__What to do__.
Every record below should be printed exactly as it appears.
BEGIN
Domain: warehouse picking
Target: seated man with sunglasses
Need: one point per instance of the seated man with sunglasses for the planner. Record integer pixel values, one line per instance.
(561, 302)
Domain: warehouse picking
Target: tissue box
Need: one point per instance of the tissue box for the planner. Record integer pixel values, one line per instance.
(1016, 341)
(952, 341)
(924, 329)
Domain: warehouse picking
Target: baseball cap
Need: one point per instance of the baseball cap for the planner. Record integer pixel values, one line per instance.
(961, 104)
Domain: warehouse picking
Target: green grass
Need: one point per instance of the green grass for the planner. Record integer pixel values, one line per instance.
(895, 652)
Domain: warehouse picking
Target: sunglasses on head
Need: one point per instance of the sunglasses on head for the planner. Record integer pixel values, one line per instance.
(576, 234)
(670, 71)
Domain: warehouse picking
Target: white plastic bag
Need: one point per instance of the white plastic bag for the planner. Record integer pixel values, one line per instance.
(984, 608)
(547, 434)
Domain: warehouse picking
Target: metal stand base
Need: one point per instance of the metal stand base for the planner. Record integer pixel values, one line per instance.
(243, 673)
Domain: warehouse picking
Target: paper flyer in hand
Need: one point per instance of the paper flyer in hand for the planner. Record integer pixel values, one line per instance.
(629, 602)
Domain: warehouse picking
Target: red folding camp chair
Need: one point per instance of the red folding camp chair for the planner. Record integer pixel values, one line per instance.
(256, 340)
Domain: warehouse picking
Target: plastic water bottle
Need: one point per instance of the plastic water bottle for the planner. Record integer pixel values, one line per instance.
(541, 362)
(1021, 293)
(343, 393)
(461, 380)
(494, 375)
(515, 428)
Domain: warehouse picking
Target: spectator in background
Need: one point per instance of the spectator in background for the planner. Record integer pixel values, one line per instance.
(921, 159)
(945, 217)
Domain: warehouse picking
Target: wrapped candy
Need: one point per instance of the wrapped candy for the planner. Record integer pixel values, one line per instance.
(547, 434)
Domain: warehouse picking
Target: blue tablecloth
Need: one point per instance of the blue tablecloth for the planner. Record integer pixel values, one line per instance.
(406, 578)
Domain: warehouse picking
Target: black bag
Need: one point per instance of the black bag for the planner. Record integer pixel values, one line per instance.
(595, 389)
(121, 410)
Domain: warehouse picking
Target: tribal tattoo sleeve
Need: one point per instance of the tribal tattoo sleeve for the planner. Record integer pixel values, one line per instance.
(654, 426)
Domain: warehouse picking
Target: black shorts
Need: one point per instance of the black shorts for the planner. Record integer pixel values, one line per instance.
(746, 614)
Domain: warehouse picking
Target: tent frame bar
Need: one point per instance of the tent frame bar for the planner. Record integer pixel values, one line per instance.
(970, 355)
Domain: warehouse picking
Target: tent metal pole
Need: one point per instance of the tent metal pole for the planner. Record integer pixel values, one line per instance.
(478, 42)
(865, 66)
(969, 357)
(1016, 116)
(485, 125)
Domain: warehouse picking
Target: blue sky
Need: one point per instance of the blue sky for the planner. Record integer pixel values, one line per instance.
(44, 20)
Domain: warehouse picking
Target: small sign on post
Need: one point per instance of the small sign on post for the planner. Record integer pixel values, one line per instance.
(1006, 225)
END
__Task solution__.
Domain: warehouse picking
Target: seated man with sunglasses
Need: one point per instance of the seated man with sunglasses for the planner. Record integer pixel values, one line per instance.
(561, 302)
Domain: warehouse picking
Target: tissue box
Need: one point per instance of the tissue box for the planner. Record integer pixel values, one line per instance.
(1016, 341)
(952, 341)
(924, 329)
Domain: warehouse picking
Target: baseball cap
Need: one point per instance of the baseball cap for the planner. Record integer pixel values, one line per instance.
(961, 104)
Domain: warehouse picking
Target: green grass
Need: one point per instance of the green grass for the planner. Record integer pixel values, one line per instance.
(895, 652)
Domain: warehouse picking
Target: sunglasses on head
Need: one point per instance of the sunglasses on head for the planner. Record integer pixel values, one line per instance.
(576, 234)
(670, 71)
Domain: warehouse picking
Target: white plastic bag
Need: one point per instance of the white plastic bag for the planner. Record integer pixel values, one line per instance.
(984, 608)
(547, 434)
Domain: warehouse picking
Target: metal stand base
Need: one point per instance of the metal stand base for the planner. Record integer pixel values, one line per instance.
(243, 673)
Domain: warehouse picking
Target: paper flyer in hand
Need: one point per instance of the paper flyer in hand for the planner. Record integer pixel values, one line per instance.
(629, 602)
Domain: warehouse picking
Target: red folding camp chair
Need: one point per instance of the red folding camp chair for the planner. Record integer pixel values, one line per instance.
(256, 340)
Domain: warehouse picking
Target: plastic water bottle
Need: one point per instance of the plastic water bottle for the planner. Record integer pixel values, one line per instance.
(541, 362)
(1021, 293)
(343, 393)
(461, 380)
(494, 375)
(515, 428)
Domain: warehouse picking
Target: spectator in background
Need: one point per instance of the spectator in background for the planner. Record integer pixel values, one line per instance.
(921, 159)
(945, 217)
Domain: warehouse picking
Target: wrapped candy
Need: one point per instance of the wrapped candy for the planner. Record integer pixel values, one line per instance.
(547, 434)
Domain: warehouse picking
Target: blue tablecloth
Need: one point per instance of the blue tablecloth for the planner. Record integer pixel values, one line per instance.
(406, 578)
Domain: warehouse picking
Target: black bag
Need: one point per instance of the black bag for the planner. Record integer pixel values, one line per instance.
(595, 389)
(121, 410)
Domain: warehouse picking
Target: tribal tattoo sleeve
Need: one point per instance of the tribal tattoo sleeve for the planner. Record integer pixel values, one line per instance.
(654, 426)
Domain: warehouse picking
Target: black shorts
Need: one point per instance of the black shorts for the planner. Record integer pixel values, one line per instance.
(746, 614)
Domain: warehouse picking
Target: tent frame bar
Need: one point per instance of the tent frame bar for the planner. Record integer pixel values, one line per instance.
(970, 355)
Domain: warehouse picking
Target: tent metal pole
Need: one point per instance of the tent metal pole for the planner. Record integer pixel values, one line per instance.
(478, 42)
(865, 66)
(969, 357)
(1016, 116)
(485, 125)
Domain: warehouse picking
Target: blue sky
Need: one point per instance of the blue sky for the planner. Record integer pixel values, one line per instance.
(44, 20)
Domain: warehouse picking
Target: small sign on post
Need: one point per instance of the small sign on post for the planner. Record integer pixel values, one line per instance.
(1006, 225)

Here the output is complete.